Extract from the listing each line in which the word "leaf" appears.

──────── Data to examine

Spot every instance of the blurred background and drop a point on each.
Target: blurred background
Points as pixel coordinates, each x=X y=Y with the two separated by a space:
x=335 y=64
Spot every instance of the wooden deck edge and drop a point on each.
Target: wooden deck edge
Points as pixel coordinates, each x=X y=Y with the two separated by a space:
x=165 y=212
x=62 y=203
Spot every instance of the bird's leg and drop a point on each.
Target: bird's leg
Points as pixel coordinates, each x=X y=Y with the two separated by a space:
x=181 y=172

────────────────
──────── Data to examine

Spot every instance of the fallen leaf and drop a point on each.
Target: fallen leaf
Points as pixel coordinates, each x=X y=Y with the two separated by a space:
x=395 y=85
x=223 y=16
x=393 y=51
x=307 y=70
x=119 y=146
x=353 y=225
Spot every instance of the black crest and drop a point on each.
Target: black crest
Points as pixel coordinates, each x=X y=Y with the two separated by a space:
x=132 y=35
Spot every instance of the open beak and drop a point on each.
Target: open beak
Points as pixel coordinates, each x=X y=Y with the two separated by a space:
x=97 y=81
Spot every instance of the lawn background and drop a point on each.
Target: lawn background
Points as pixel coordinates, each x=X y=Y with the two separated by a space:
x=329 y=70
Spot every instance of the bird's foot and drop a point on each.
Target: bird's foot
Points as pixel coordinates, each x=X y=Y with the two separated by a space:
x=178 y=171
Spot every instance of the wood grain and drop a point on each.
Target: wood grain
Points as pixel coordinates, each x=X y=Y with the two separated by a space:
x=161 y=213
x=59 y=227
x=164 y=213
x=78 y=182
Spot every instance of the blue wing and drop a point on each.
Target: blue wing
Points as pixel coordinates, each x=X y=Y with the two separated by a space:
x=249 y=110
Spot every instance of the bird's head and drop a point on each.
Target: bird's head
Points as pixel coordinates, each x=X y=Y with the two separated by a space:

────────────────

_The completed task:_
Spot every instance of the fallen leaf and drop a point on each.
Target: fallen leaf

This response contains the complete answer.